§ TASK: List every line below that contains the string "skin", copying each line in full.

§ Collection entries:
** begin **

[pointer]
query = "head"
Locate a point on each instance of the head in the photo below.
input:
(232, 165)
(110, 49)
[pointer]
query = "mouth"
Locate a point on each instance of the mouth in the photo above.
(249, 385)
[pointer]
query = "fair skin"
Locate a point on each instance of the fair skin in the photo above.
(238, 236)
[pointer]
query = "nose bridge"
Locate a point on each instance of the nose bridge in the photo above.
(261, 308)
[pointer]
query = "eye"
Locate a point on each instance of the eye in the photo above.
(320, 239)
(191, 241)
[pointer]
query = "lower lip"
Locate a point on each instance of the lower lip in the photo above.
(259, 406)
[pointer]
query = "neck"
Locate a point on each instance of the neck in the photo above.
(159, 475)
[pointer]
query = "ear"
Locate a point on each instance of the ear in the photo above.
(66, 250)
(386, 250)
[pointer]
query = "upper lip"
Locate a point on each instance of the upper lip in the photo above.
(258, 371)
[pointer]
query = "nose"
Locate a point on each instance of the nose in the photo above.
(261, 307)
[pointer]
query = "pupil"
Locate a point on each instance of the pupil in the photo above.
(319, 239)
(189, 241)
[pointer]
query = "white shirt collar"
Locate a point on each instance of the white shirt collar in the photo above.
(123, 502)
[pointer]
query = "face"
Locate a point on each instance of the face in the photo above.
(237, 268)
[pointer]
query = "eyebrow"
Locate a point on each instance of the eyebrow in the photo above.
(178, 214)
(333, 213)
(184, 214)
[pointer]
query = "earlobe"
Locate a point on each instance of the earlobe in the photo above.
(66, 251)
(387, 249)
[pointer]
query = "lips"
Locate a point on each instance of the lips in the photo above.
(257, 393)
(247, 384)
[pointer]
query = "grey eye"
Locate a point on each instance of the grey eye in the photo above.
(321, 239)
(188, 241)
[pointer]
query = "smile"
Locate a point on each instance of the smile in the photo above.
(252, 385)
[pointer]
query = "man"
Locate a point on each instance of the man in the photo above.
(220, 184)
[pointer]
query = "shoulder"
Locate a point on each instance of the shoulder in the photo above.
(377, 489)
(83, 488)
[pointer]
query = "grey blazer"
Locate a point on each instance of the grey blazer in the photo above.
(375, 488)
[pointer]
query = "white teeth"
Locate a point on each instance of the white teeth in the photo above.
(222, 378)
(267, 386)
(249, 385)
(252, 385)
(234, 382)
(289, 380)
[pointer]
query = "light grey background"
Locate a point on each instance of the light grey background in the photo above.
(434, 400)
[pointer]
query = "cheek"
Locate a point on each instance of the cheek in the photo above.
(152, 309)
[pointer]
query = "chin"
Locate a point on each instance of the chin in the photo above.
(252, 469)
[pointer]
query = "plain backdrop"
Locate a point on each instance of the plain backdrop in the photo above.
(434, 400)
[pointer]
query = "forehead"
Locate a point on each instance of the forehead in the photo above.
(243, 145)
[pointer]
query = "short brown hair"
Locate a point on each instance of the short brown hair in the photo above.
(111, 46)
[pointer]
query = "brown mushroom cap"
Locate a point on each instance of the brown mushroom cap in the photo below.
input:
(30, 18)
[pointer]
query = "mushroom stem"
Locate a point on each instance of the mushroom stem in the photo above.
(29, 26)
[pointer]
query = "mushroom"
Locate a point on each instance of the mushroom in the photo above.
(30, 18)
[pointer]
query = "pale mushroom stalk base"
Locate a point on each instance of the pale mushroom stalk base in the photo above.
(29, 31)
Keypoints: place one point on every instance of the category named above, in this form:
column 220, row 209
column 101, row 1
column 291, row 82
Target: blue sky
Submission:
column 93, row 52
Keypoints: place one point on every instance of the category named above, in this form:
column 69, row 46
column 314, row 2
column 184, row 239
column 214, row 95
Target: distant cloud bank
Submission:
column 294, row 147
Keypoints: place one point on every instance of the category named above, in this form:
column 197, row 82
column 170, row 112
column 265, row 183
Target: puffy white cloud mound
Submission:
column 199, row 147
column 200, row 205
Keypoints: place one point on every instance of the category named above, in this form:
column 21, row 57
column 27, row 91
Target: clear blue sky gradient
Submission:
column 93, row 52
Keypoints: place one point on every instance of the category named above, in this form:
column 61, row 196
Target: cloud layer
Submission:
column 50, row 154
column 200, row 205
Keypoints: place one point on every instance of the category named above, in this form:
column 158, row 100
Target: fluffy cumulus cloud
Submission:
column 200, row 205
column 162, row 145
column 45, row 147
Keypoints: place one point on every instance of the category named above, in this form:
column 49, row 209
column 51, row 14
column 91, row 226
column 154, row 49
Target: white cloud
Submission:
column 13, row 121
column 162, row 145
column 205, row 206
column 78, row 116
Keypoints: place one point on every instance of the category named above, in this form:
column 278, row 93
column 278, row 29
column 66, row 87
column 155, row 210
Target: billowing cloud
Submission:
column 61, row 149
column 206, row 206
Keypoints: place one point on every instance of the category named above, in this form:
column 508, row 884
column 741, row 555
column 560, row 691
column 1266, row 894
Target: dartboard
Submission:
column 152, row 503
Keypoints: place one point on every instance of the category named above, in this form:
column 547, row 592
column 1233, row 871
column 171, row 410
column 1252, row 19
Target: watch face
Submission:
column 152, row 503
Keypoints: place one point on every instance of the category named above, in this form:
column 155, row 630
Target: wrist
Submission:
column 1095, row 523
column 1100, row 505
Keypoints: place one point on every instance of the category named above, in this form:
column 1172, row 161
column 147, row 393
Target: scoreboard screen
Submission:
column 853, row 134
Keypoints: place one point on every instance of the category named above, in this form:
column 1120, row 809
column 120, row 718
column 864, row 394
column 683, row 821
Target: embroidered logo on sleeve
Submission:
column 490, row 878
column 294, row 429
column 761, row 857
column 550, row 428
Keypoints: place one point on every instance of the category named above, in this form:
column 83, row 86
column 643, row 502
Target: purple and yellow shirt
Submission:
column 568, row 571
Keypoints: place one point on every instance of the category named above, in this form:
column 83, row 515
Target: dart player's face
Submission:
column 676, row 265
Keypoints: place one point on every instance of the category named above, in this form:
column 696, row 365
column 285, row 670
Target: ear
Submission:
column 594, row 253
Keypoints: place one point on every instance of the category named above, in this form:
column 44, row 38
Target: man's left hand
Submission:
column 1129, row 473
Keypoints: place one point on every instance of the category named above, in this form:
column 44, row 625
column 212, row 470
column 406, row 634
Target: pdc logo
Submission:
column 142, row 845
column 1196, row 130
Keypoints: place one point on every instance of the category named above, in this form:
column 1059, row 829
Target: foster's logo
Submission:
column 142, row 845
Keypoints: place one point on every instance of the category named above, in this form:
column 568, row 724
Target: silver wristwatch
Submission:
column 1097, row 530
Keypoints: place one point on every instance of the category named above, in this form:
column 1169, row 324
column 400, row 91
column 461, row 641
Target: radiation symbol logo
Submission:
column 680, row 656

** end **

§ EXERCISE ANSWER:
query = "fair skin"
Locate a point on each instance of the fair skin in the photo above.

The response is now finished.